REQUIRED ACTIONS =
(a) Transcribe the Esker Therapeutics article from "Esker Therapeutics launched" to "its lead compound.".
(b) According to the Esker Therapeutics article, how large was the Series A that Esker launched with?
(c) Please write the next part of the Esker Therapeutics article, picking up after its last sentence.

GIVEN TEXT =
+===+
Vik Bajaj's startup incubator at Foresite uncloaks an immunology player with a lead TYK2 inhibitor in tow
Looking at a healthcare system made more unequal by Covid-19, Foresite Capital managing director Vik Bajaj recently kickstarted an expansive plan to launch five innovative startups to address unmet need. Just weeks after the first of those biotechs emerged from stealth, a second has now uncloaked, and it’s got immunology in its sights.
Esker Therapeutics launched Wednesday with a $70 million Series A to pursue precision immunology targets backed by Bajaj’s team at Foresite, the biotech said. Foresite footed the entire round for Esker as it continues to develop its pipeline and advance its lead compound.
Under the leadership of founder and CEO June Lee, Esker is putting ESK-001, a TYK2 inhibitor first focused on psoriasis, through its paces in a Phase I safety and tolerability study in healthy patients with a readout expected by year’s end. Those results will help provide proof of concept for Esker’s discovery platform, which the biotech hopes to leverage to identify genetic targets for patients who have been left behind in the “come-one-come-all” immunology market, Lee told Endpoints News.
+===+
DATA =
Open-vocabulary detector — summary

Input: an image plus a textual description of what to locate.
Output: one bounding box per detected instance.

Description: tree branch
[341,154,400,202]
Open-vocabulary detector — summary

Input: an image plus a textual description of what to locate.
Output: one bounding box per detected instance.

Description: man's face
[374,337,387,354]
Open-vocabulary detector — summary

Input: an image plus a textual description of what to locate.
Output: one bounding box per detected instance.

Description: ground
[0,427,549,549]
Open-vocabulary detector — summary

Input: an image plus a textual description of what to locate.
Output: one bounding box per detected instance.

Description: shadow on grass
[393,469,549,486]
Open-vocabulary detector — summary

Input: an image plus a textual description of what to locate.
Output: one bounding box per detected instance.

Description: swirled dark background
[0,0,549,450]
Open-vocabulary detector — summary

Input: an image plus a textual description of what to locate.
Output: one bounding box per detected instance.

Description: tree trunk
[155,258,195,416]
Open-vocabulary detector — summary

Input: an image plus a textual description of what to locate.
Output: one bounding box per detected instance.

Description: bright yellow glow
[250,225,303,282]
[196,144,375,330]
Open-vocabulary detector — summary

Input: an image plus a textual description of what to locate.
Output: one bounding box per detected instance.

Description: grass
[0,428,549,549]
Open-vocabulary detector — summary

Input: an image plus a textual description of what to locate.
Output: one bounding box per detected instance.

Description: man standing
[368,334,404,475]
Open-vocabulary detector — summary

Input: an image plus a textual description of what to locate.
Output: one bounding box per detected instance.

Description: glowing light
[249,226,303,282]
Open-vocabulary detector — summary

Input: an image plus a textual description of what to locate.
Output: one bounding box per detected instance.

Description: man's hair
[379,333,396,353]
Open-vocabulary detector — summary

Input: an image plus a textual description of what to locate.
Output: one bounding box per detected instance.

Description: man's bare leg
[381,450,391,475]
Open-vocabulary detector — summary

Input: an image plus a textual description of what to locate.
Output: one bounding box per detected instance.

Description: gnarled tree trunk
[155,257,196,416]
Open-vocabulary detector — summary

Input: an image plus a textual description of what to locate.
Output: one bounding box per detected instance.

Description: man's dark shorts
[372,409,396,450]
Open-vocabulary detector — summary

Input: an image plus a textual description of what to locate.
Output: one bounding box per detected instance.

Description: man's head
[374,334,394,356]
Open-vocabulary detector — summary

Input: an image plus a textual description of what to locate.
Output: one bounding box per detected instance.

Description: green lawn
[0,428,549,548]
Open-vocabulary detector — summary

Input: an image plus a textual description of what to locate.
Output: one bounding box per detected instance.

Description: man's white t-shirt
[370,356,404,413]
+===+
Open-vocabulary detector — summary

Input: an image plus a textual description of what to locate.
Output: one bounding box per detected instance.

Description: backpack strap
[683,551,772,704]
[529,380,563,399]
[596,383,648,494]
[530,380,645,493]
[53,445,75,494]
+===+
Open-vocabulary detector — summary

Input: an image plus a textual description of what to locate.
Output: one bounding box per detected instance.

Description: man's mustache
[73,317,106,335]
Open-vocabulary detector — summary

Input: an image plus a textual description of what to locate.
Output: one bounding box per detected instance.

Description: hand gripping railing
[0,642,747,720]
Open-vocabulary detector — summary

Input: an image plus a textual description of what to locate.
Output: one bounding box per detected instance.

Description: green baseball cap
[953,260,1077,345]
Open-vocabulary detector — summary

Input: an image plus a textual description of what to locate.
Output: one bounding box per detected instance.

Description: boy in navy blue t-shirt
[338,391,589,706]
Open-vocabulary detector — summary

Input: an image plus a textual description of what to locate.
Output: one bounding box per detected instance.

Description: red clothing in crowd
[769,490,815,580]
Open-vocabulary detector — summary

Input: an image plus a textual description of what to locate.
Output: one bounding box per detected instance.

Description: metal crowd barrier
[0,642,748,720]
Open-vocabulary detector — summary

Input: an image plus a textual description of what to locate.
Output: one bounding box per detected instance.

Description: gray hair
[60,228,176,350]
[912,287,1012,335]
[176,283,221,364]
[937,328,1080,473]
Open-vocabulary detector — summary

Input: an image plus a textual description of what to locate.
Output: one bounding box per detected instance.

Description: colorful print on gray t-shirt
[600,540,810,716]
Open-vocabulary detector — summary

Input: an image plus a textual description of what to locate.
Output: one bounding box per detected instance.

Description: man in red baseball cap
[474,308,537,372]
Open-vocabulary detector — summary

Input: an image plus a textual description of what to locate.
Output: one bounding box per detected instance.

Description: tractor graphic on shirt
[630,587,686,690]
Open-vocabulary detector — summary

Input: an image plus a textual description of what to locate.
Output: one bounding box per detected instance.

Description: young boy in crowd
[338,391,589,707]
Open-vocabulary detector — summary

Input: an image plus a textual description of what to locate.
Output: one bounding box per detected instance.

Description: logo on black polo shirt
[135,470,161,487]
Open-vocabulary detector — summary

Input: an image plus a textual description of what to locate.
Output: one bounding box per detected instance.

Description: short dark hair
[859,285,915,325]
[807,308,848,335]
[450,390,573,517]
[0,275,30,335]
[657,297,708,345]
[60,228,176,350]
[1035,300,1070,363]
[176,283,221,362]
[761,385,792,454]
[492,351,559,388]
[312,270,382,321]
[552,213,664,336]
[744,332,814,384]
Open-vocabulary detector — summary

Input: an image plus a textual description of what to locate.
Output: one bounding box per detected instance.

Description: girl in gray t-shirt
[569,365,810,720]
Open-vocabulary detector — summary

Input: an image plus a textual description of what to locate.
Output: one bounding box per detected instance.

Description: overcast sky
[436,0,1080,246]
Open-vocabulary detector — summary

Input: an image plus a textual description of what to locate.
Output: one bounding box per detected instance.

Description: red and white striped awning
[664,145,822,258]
+===+
ANSWERS GIVEN =
(a)
Esker Therapeutics launched Wednesday with a $70 million Series A to pursue precision immunology targets backed by Bajaj’s team at Foresite, the biotech said. Foresite footed the entire round for Esker as it continues to develop its pipeline and advance its lead compound.

(b) $70 million.

(c)
“I really am excited by that vision that we started out with,” Lee said. “That we could do better in immunology than we have been doing. We’ve got to do what oncology has been doing. There are a lot of patients that haven’t been doing great, and I think that’s because we fail to recognize the heterogeneity in these autoimmune conditions.”

Platform plays are nothing new in biotech, but Lee has reason to believe in this one, primarily because of Bajaj’s leadership and mission, she said. Lee also touted her team’s program for TYK2, a signaling pathway in the pan-JAK class, which is in the same chemical class, she said, as Bristol Myers Squibb’s deucravacitinib. That drug recently won a head-to-head Phase III test against Amgen’s Otezla in psoriasis.
Preclinical data have shown the Esker molecule’s promise as a truly selective molecule for TYK2, Lee said, a key assertion given the ongoing safety concerns about other JAK inhibitors, primarily Pfizer’s Xeljanz. Lee knows there are a lot of players out there touting their own “truly selective” TYK2 compounds, but she thinks Esker’s molecule will eventually pull away from the pack.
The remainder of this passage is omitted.